Logging would be kinda OK to hotfix, because it's very low risk, but I would discourage it for mental health and precedent reasons. Hotfixing non-critical things can set an expectation that a lot of your work ends up having very tight time constraints, needing to be done as soon as possible, PR'd, and pushed to prod. Part of the advantage of a release cycle is giving the team more relaxed timelines, work doesn't need to be done until deploy time, and it can sit for a while and give the team time to review it carefully, think over it, and potentially improve it or fix bugs. Think about all the times you've been in the shower or whatever, not at work, and realized some code you wrote had a bug, or you come up with an idea on how to do it better, and consider that hotfixes never get those

[-]

Numb-02@reddit (OP)

I get you totally.

I have been part of such environment and mindset since start of my career.

Its so interesting to see there are people on both sides, one that follows CI/CD and sees release cycle as outdated stuff, where there are others like me as well who are just used to release cycle or never really work with continous deployment.

I guess the question that im asking will not make much sense to people that follow continous deployment and there argument is valid as well.

[-]

soundman32@reddit

Ha ha. We have that rule, yet we've just released to prod at 4pm on a Friday. I'm on a hugely popular commerce project, which would probably lose £2M over the weekend if it didn't work.

[-]

Dimencia@reddit

Yeah, there are always exceptions, unfortunately. But avoid it as much as you can, anyway

[-]

Revision2000@reddit

My last team had CI/CD in place; we merged to main, it was automatically rolled out to the environments until it ended up on production.

Feature flags were used to guard against “too early” or “incomplete” functionality being made available.

Since we would deploy all the time, we could fix and improve stuff all the time. No need to wait for a specific window, no need for “hot fixes”, no need for esoteric branch strategies. Also, usually no need to panic if we’d missed something.

At other clients I’ve had to deal with release windows. Those always cost way more time and cause way more headaches than the “problems” they solve, as you’re trying to coordinate completed functionality across multiple teams, while managing branches and patching up old versions still running on production. Sigh

[-]

badlcuk@reddit

Well, in my current role we cant for various reasons that may not apply to you. Let's pretend instead of calling this "patches to prod" you call this "daily releasing". Whats the problem the process is currently causing?

## Task 1:
Reproduce the part of the forum thread that opens with the words containing "Since we would" and closes with "is currently causing?", substituting "deployment windows" for "release windows".

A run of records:
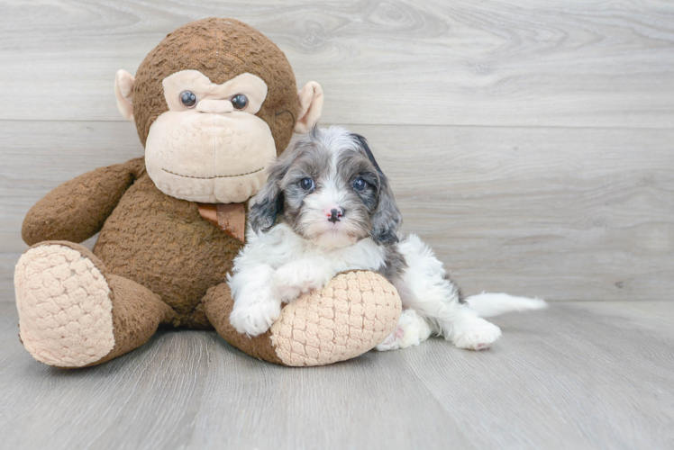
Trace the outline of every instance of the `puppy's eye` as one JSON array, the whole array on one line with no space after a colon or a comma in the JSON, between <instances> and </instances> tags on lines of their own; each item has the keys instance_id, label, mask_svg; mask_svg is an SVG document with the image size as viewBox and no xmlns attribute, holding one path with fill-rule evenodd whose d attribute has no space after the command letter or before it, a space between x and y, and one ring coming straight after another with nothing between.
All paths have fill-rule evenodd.
<instances>
[{"instance_id":1,"label":"puppy's eye","mask_svg":"<svg viewBox=\"0 0 674 450\"><path fill-rule=\"evenodd\" d=\"M232 104L234 105L235 110L242 110L248 106L248 97L243 94L239 94L232 97Z\"/></svg>"},{"instance_id":2,"label":"puppy's eye","mask_svg":"<svg viewBox=\"0 0 674 450\"><path fill-rule=\"evenodd\" d=\"M353 180L353 189L356 191L362 191L368 186L368 184L362 178L356 178Z\"/></svg>"},{"instance_id":3,"label":"puppy's eye","mask_svg":"<svg viewBox=\"0 0 674 450\"><path fill-rule=\"evenodd\" d=\"M316 185L314 184L314 180L312 180L311 178L302 178L302 180L299 182L299 186L305 191L310 191L311 189L316 187Z\"/></svg>"},{"instance_id":4,"label":"puppy's eye","mask_svg":"<svg viewBox=\"0 0 674 450\"><path fill-rule=\"evenodd\" d=\"M180 103L183 104L183 106L185 106L186 108L194 108L195 106L196 106L196 103L198 101L199 99L196 98L196 95L189 91L183 91L180 93Z\"/></svg>"}]
</instances>

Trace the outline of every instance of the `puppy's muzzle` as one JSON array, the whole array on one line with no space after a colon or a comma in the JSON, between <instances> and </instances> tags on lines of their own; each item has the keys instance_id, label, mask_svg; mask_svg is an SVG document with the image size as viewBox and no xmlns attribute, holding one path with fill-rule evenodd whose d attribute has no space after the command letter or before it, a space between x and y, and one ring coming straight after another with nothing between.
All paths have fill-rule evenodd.
<instances>
[{"instance_id":1,"label":"puppy's muzzle","mask_svg":"<svg viewBox=\"0 0 674 450\"><path fill-rule=\"evenodd\" d=\"M344 215L344 208L332 208L332 210L330 210L330 214L327 214L328 220L332 223L336 223L340 221L340 219L342 219L342 217Z\"/></svg>"}]
</instances>

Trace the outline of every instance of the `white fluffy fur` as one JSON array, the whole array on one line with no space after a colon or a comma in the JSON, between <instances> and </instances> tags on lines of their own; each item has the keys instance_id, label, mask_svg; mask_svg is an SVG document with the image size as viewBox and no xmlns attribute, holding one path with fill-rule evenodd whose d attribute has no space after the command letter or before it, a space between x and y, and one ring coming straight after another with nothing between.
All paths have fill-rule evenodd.
<instances>
[{"instance_id":1,"label":"white fluffy fur","mask_svg":"<svg viewBox=\"0 0 674 450\"><path fill-rule=\"evenodd\" d=\"M340 128L322 130L321 142L333 149L331 167L334 172L339 158L353 147L353 139ZM331 147L332 146L332 147ZM345 189L327 176L321 190L305 199L308 223L306 238L288 224L280 222L267 232L247 231L248 242L234 259L228 278L234 298L230 320L241 333L256 336L266 331L280 314L282 302L293 302L300 294L323 287L339 272L365 269L380 271L386 264L386 249L371 238L354 239L349 233L350 217L335 223L326 220L323 211L339 204ZM501 337L498 327L479 316L508 310L544 307L539 300L507 294L482 293L459 299L457 286L449 279L442 264L415 235L399 236L396 244L407 264L403 274L391 280L403 302L397 329L378 346L390 350L416 346L432 333L444 338L460 348L481 350Z\"/></svg>"}]
</instances>

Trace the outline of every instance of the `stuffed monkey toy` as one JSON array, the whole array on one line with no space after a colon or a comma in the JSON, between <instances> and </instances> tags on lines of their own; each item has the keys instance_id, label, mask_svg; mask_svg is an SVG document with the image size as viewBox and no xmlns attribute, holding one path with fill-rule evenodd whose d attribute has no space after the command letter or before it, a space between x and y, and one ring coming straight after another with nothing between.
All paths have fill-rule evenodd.
<instances>
[{"instance_id":1,"label":"stuffed monkey toy","mask_svg":"<svg viewBox=\"0 0 674 450\"><path fill-rule=\"evenodd\" d=\"M232 19L168 34L114 91L145 157L58 186L23 221L14 274L20 338L39 362L95 365L159 326L215 328L250 355L319 365L367 352L395 329L400 299L379 274L337 275L286 305L265 334L230 325L226 274L245 241L246 202L266 169L318 119L323 93L299 92L283 52ZM100 232L93 251L78 243Z\"/></svg>"}]
</instances>

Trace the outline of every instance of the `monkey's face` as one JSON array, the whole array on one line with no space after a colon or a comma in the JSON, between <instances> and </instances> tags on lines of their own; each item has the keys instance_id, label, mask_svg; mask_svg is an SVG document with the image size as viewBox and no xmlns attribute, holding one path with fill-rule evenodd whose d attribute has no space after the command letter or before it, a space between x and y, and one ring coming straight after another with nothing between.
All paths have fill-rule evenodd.
<instances>
[{"instance_id":1,"label":"monkey's face","mask_svg":"<svg viewBox=\"0 0 674 450\"><path fill-rule=\"evenodd\" d=\"M206 203L240 202L264 184L276 157L269 125L255 115L267 84L245 73L215 85L197 70L164 78L168 111L150 127L145 166L157 187Z\"/></svg>"},{"instance_id":2,"label":"monkey's face","mask_svg":"<svg viewBox=\"0 0 674 450\"><path fill-rule=\"evenodd\" d=\"M233 19L178 28L135 77L118 71L114 92L120 112L136 122L157 187L204 203L254 195L293 130L307 132L323 107L317 83L297 91L283 52Z\"/></svg>"}]
</instances>

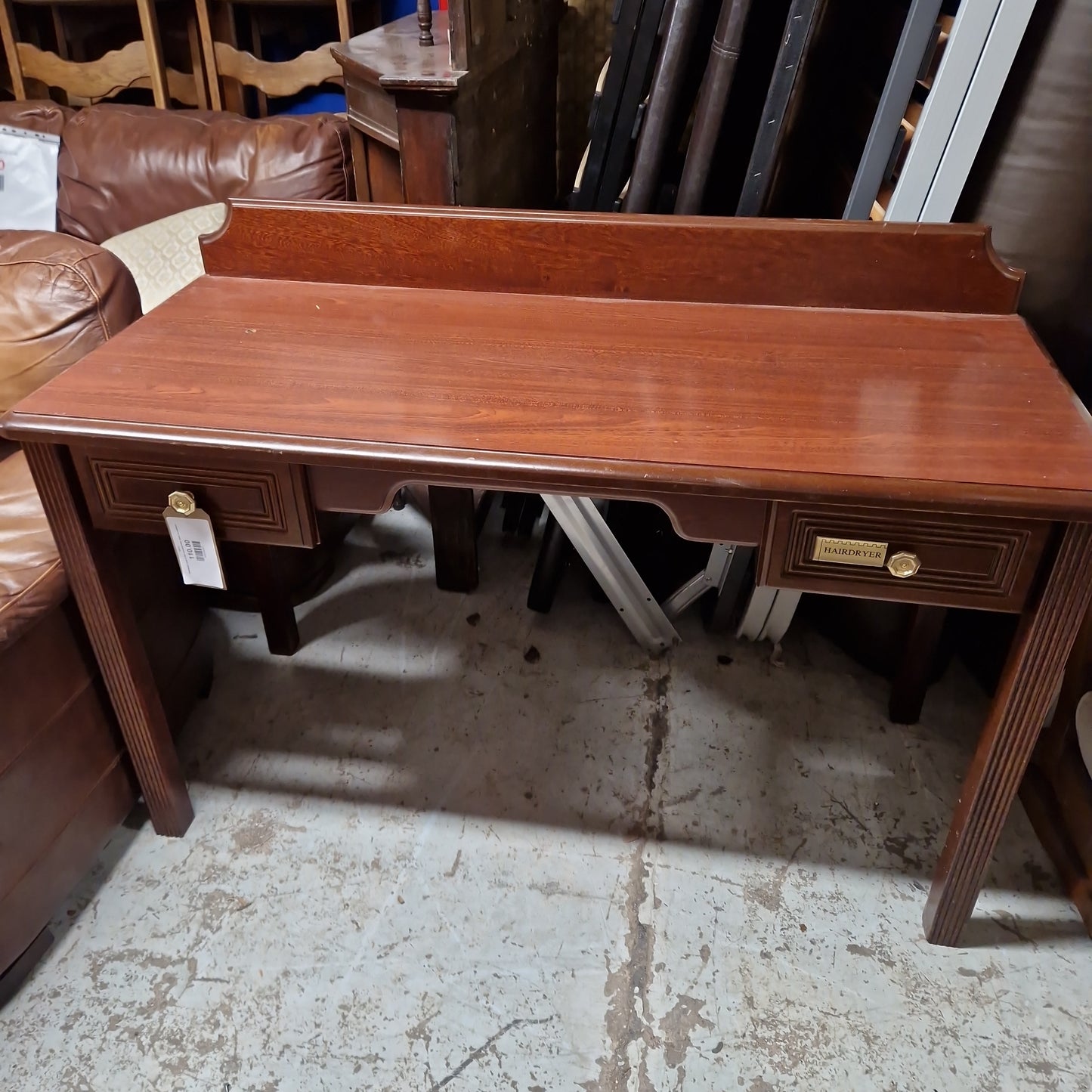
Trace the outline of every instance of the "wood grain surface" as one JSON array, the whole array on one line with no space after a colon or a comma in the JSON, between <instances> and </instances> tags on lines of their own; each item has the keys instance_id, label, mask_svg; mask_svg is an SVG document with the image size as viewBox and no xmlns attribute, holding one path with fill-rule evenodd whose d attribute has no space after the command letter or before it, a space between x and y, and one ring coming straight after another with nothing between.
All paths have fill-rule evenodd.
<instances>
[{"instance_id":1,"label":"wood grain surface","mask_svg":"<svg viewBox=\"0 0 1092 1092\"><path fill-rule=\"evenodd\" d=\"M225 276L976 314L1016 310L1023 283L975 224L329 201L235 201L202 256Z\"/></svg>"},{"instance_id":2,"label":"wood grain surface","mask_svg":"<svg viewBox=\"0 0 1092 1092\"><path fill-rule=\"evenodd\" d=\"M1012 644L937 863L925 907L926 939L957 945L1061 684L1066 657L1092 598L1092 526L1065 529L1038 602Z\"/></svg>"},{"instance_id":3,"label":"wood grain surface","mask_svg":"<svg viewBox=\"0 0 1092 1092\"><path fill-rule=\"evenodd\" d=\"M1092 510L1089 417L1016 317L206 276L5 425L43 432L297 462L427 453L436 484L534 465L650 488Z\"/></svg>"},{"instance_id":4,"label":"wood grain surface","mask_svg":"<svg viewBox=\"0 0 1092 1092\"><path fill-rule=\"evenodd\" d=\"M158 834L185 834L193 805L115 560L88 526L68 452L49 443L29 443L24 450L152 823Z\"/></svg>"}]
</instances>

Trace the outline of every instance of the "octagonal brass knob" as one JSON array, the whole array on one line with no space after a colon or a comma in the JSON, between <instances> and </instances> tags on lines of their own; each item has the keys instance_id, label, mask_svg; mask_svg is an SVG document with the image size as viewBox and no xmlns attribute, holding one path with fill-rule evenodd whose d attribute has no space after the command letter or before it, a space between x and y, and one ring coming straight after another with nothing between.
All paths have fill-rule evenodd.
<instances>
[{"instance_id":1,"label":"octagonal brass knob","mask_svg":"<svg viewBox=\"0 0 1092 1092\"><path fill-rule=\"evenodd\" d=\"M192 515L193 509L198 507L197 501L193 499L192 492L185 492L182 490L177 490L173 492L167 498L167 503L176 511L179 515Z\"/></svg>"},{"instance_id":2,"label":"octagonal brass knob","mask_svg":"<svg viewBox=\"0 0 1092 1092\"><path fill-rule=\"evenodd\" d=\"M918 560L917 555L911 554L909 550L899 550L898 554L892 554L888 558L888 572L900 580L913 577L921 568L922 562Z\"/></svg>"}]
</instances>

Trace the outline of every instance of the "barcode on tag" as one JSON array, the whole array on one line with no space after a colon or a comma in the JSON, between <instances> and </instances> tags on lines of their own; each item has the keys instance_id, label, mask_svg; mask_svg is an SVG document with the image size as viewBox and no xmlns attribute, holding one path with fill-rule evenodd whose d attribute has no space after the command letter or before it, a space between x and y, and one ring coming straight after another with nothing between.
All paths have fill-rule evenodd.
<instances>
[{"instance_id":1,"label":"barcode on tag","mask_svg":"<svg viewBox=\"0 0 1092 1092\"><path fill-rule=\"evenodd\" d=\"M226 587L212 524L200 509L198 512L198 515L164 513L182 582L202 587Z\"/></svg>"}]
</instances>

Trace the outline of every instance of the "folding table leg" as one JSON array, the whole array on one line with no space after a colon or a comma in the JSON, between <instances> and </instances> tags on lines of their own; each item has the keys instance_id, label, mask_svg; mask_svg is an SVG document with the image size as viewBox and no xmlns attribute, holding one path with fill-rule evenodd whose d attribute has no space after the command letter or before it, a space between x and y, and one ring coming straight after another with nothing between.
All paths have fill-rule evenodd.
<instances>
[{"instance_id":1,"label":"folding table leg","mask_svg":"<svg viewBox=\"0 0 1092 1092\"><path fill-rule=\"evenodd\" d=\"M556 494L544 494L543 500L638 643L652 653L678 643L675 627L619 546L595 501Z\"/></svg>"}]
</instances>

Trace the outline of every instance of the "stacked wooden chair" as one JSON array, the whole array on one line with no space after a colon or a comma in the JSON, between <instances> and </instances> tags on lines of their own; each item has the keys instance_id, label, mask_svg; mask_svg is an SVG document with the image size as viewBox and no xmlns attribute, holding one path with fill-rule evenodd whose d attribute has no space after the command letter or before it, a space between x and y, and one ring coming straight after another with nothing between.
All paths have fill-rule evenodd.
<instances>
[{"instance_id":1,"label":"stacked wooden chair","mask_svg":"<svg viewBox=\"0 0 1092 1092\"><path fill-rule=\"evenodd\" d=\"M140 20L140 38L119 49L88 59L84 56L85 35L78 24L83 17L84 28L92 26L90 9L100 17L103 8L135 8ZM52 25L52 48L41 44L36 33L48 10ZM96 20L97 21L97 20ZM153 0L0 0L0 39L4 59L16 99L39 97L35 86L45 85L67 96L72 105L83 105L111 98L131 87L149 87L155 105L169 108L171 102L185 106L207 106L205 78L202 63L197 20L192 11L186 13L189 51L192 71L181 72L168 68L164 60L159 21Z\"/></svg>"}]
</instances>

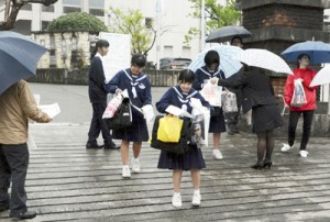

## Task 2:
List every line of the records that contains the string "table", treating uppercase and lowercase letters as distinct.

## Full response 1:
Since we would deploy all the time, we could fix and improve stuff all the time. No need to wait for a specific window, no need for “hot fixes”, no need for esoteric branch strategies. Also, usually no need to panic if we’d missed something.

At other clients I’ve had to deal with deployment windows. Those always cost way more time and cause way more headaches than the “problems” they solve, as you’re trying to coordinate completed functionality across multiple teams, while managing branches and patching up old versions still running on production. Sigh

[-]

badlcuk@reddit

Well, in my current role we cant for various reasons that may not apply to you. Let's pretend instead of calling this "patches to prod" you call this "daily releasing". Whats the problem the process is currently causing?

## Full response 2:
Trace the outline of every instance of the "folding table leg" as one JSON array, the whole array on one line with no space after a colon or a comma in the JSON, between <instances> and </instances> tags on lines of their own; each item has the keys instance_id, label, mask_svg; mask_svg is an SVG document with the image size as viewBox and no xmlns attribute, holding one path with fill-rule evenodd whose d attribute has no space after the command letter or before it, a space between x and y, and one ring coming straight after another with nothing between.
[{"instance_id":1,"label":"folding table leg","mask_svg":"<svg viewBox=\"0 0 1092 1092\"><path fill-rule=\"evenodd\" d=\"M556 494L544 494L543 500L638 643L652 653L678 643L675 627L619 546L595 501Z\"/></svg>"}]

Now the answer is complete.